- [The request] Lay out the listing starting at the line with "Trace the outline of every instance of the <item>high-rise" and ending at the line with "M 0 23 L 0 40 L 7 40 L 15 36 L 13 25 Z" as a two-column CSV with the columns "prompt" and "paths", one row per request. Put its text and its answer each in a single quoted field, with line breaks replaced by spaces.

(Excerpts from a segmentation dataset)

━━━━

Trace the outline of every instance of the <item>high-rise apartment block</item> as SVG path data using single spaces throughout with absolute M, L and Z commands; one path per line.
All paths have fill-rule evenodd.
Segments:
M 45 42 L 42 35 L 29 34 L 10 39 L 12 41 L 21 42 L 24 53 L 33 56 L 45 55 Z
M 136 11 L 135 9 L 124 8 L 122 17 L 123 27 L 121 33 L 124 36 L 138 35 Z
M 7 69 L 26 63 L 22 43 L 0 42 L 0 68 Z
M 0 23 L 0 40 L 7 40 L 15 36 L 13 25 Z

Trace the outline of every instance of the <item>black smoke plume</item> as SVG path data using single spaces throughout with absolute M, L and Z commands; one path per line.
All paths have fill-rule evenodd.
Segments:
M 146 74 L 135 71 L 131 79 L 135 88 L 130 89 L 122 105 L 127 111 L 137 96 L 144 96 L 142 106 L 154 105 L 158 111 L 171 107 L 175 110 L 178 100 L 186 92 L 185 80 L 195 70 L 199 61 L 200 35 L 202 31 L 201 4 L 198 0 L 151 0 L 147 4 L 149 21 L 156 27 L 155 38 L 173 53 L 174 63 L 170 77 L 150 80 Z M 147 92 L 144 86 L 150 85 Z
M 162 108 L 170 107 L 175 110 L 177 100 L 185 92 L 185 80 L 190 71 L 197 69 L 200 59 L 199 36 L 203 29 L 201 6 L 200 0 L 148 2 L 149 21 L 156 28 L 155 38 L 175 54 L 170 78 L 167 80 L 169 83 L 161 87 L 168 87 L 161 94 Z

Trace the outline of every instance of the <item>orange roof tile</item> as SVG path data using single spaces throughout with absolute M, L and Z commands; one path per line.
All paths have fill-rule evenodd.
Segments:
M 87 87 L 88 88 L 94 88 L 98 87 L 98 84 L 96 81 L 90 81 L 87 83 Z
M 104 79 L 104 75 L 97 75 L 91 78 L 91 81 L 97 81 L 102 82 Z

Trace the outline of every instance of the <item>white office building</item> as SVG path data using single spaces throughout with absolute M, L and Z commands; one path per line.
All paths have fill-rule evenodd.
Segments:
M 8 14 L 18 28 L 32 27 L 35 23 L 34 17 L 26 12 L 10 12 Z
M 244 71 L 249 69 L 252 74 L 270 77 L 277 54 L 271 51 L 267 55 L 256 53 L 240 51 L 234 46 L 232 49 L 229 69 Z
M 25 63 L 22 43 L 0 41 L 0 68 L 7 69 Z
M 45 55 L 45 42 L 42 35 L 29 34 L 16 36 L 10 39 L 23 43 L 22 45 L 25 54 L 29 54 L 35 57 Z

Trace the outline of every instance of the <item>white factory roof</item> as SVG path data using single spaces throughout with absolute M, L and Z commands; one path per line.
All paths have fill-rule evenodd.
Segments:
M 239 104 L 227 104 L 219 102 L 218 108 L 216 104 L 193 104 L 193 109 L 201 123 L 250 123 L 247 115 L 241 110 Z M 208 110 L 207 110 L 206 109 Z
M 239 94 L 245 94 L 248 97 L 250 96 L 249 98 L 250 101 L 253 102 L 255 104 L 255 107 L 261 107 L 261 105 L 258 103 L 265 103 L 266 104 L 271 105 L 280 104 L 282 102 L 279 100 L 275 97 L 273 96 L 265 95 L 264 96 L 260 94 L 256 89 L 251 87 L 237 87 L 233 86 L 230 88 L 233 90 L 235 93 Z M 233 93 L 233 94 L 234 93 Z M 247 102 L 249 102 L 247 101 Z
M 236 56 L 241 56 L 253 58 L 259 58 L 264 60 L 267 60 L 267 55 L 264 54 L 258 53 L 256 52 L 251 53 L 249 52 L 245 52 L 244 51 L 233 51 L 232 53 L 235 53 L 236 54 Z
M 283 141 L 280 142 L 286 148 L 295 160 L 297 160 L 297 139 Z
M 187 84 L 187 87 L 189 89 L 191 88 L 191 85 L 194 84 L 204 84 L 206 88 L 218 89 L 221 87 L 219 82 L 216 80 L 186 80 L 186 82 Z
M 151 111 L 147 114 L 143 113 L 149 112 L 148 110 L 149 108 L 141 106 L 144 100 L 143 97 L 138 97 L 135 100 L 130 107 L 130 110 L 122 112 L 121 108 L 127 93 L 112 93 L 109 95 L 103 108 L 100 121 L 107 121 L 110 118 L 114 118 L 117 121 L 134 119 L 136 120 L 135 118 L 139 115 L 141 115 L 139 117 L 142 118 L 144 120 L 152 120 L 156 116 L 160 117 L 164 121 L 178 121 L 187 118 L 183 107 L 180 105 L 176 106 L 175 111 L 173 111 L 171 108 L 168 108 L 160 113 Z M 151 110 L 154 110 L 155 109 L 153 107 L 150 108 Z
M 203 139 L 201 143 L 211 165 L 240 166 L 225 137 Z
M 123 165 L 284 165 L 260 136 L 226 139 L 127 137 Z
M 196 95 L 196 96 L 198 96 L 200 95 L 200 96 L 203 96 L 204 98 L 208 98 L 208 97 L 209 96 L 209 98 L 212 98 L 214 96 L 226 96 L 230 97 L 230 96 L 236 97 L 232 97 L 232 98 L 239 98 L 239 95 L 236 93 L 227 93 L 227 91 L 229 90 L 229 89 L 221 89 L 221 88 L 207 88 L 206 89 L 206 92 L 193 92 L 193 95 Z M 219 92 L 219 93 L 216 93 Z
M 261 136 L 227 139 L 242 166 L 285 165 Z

━━━━

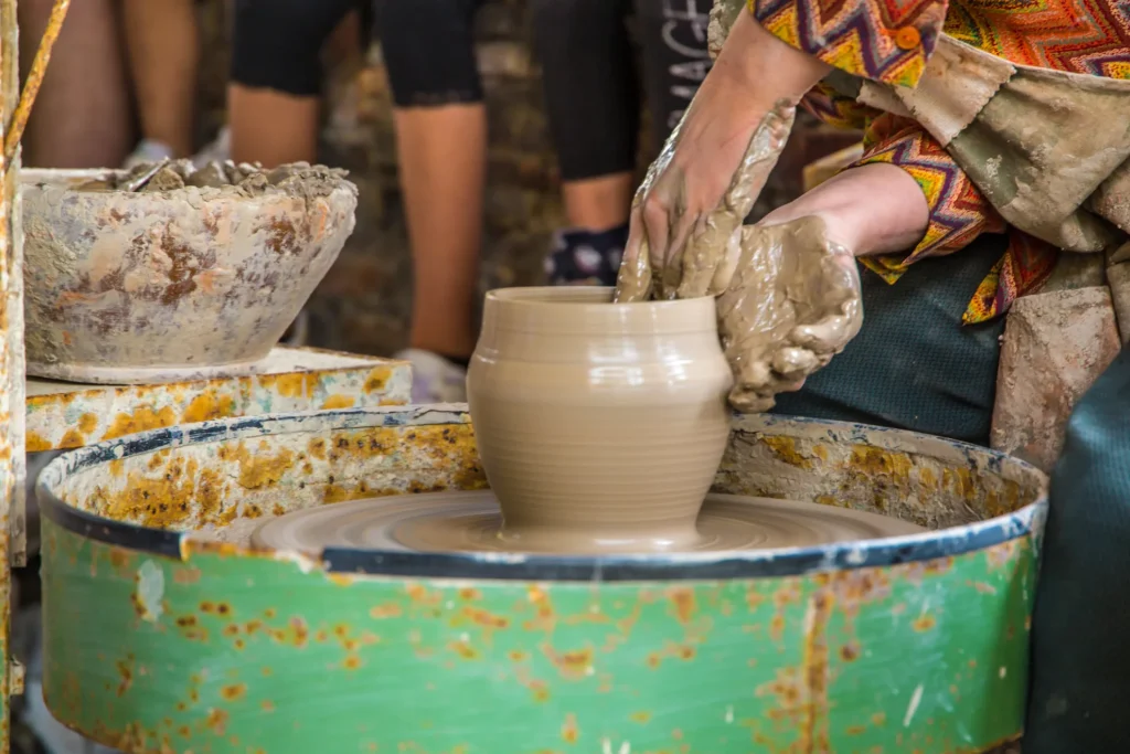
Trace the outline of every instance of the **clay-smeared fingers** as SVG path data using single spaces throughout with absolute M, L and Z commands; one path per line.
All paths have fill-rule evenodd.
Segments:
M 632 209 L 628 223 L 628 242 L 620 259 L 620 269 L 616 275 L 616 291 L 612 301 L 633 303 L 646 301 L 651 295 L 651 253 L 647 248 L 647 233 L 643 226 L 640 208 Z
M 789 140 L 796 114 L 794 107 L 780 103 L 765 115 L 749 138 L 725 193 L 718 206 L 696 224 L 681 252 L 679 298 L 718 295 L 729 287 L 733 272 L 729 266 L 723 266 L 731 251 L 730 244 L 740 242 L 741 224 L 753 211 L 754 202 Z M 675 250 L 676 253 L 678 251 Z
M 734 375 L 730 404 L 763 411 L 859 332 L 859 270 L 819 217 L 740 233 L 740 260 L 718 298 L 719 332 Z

━━━━

- [Answer to the task]
prompt,paths
"Trace the outline of every instance of the <item>high-rise apartment block</item> as SVG path data using single spaces throughout with absolute M, L and Z commands; one path per line. All paths have fill-rule evenodd. Segments:","M 45 42 L 42 35 L 29 34 L 10 39 L 12 41 L 21 42 L 24 53 L 33 56 L 45 55 Z M 136 11 L 135 9 L 124 8 L 122 17 L 123 27 L 121 33 L 124 36 L 138 35 Z M 7 69 L 26 63 L 22 43 L 0 42 L 0 68 Z M 0 23 L 0 40 L 7 40 L 15 36 L 13 25 Z"